OBJECTIF DE L'EXERCICE: Recopiez mot pour mot et dans son intégralité l'extrait sur la fonction de l'État qui figure ci-dessous.

EXTRAIT DU DOCUMENT:
--------------------------------------------------
Quelle est la fonction de l'État: assurer notre liberté ou notre bonheur ?
Extrait du document
«
Introduction :
Bien définir les termes du sujet :
- « Fonction de l'Etat » : charge institutionnelle de l'Etat, ce qu'il doit accomplir pour jouer son rôle.
Celui-ci est
essentiellement politique, et est déterminé par les institutions, et les textes de lois.
- « La liberté » au sens général, est le pouvoir de se déterminer rationnellement, sans y être contraint par une force
extérieure.
Plus particulièrement, c'est aussi le pouvoir d'agir à sa guise dans la limite des lois, sans nuire à autrui.
- « Le bonheur » est un état stable de plénitude, de satisfaction, qui se caractérise par une absence complète de
troubles.
C'est la satisfaction de toutes les inclinations.
- L'emploi du terme « assurer » - notre liberté ou notre bonheur - implique une sorte de certitude et une certaine
garantie quant à l'obtention de ce bonheur ou de cette liberté, ce qui demande une "efficacité" de l'Etat.
Construction de la problématique :
Le sujet implique un choix : bonheur ou la liberté.
Il faudrait se pencher sur les différences conceptuelles
entre les termes de bonheur et de liberté, pour voir lequel des deux est le moins étranger à l'Etat (et lequel ce
dernier serait donc plus en mesure d' « assurer ».).
La définition de la liberté contient une double dimension, elle concerne aussi bien l'individu particulier que le
citoyen, alors que le bonheur n'a à voir qu'avec l'individu considéré dans sa singularité.
Se pose donc la question de savoir de quelle manière et dans quelle mesure l'Etat peut assurer notre bonheur
et notre liberté, et si c'est légitime.
I/ L'Etat doit assurer le bonheur et la liberté des citoyens :
Dans l'Antiquité, la sphère politique est celle de la liberté par excellence, elle caractérise la Cité qui vise le
bien vivre.
--------------------------------------------------
DONNÉES FOURNIES:

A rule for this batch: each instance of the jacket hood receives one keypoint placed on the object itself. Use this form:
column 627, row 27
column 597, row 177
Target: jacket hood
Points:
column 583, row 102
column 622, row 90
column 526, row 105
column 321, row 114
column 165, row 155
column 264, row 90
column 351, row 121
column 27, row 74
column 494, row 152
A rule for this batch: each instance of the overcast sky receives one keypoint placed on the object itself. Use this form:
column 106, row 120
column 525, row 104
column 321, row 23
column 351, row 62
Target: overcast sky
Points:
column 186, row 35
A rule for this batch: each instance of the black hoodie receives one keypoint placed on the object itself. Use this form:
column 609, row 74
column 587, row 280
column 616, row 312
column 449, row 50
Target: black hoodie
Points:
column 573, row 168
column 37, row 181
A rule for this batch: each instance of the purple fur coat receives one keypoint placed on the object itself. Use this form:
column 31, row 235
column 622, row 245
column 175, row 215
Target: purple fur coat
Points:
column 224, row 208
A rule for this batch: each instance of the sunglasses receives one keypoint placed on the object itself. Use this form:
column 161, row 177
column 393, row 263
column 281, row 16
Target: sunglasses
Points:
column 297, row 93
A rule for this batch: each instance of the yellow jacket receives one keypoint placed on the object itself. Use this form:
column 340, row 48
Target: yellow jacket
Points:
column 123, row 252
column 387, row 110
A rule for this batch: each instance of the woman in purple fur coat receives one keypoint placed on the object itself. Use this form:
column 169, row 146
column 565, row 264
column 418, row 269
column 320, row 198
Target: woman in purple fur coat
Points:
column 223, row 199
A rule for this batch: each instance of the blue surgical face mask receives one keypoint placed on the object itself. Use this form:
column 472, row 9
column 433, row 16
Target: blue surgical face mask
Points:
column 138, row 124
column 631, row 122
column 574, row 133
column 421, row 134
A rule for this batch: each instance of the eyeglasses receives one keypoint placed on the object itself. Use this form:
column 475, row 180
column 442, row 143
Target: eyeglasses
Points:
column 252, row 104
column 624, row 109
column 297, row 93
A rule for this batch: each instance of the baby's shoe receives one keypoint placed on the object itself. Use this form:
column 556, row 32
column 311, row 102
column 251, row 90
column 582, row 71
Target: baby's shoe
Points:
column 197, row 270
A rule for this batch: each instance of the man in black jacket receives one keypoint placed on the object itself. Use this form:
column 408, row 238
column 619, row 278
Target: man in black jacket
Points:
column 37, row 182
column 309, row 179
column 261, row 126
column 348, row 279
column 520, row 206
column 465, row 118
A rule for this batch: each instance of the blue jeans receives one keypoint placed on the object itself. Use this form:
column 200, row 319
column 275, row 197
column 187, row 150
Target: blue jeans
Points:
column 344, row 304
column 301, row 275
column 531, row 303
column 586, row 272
--------------------------------------------------
CORRIGÉ:
Quelle est la fonction de l'État: assurer notre liberté ou notre bonheur ?
Extrait du document
«
Introduction :
Bien définir les termes du sujet :
- « Fonction de l'Etat » : charge institutionnelle de l'Etat, ce qu'il doit accomplir pour jouer son rôle.
Celui-ci est
essentiellement politique, et est déterminé par les institutions, et les textes de lois.
- « La liberté » au sens général, est le pouvoir de se déterminer rationnellement, sans y être contraint par une force
extérieure.
Plus particulièrement, c'est aussi le pouvoir d'agir à sa guise dans la limite des lois, sans nuire à autrui.
- « Le bonheur » est un état stable de plénitude, de satisfaction, qui se caractérise par une absence complète de
troubles.
C'est la satisfaction de toutes les inclinations.
- L'emploi du terme « assurer » - notre liberté ou notre bonheur - implique une sorte de certitude et une certaine
garantie quant à l'obtention de ce bonheur ou de cette liberté, ce qui demande une "efficacité" de l'Etat.
Construction de la problématique :
Le sujet implique un choix : bonheur ou la liberté.
Il faudrait se pencher sur les différences conceptuelles
entre les termes de bonheur et de liberté, pour voir lequel des deux est le moins étranger à l'Etat (et lequel ce
dernier serait donc plus en mesure d' « assurer ».).
La définition de la liberté contient une double dimension, elle concerne aussi bien l'individu particulier que le
citoyen, alors que le bonheur n'a à voir qu'avec l'individu considéré dans sa singularité.
Se pose donc la question de savoir de quelle manière et dans quelle mesure l'Etat peut assurer notre bonheur
et notre liberté, et si c'est légitime.
I/ L'Etat doit assurer le bonheur et la liberté des citoyens :
Dans l'Antiquité, la sphère politique est celle de la liberté par excellence, elle caractérise la Cité qui vise le
bien vivre.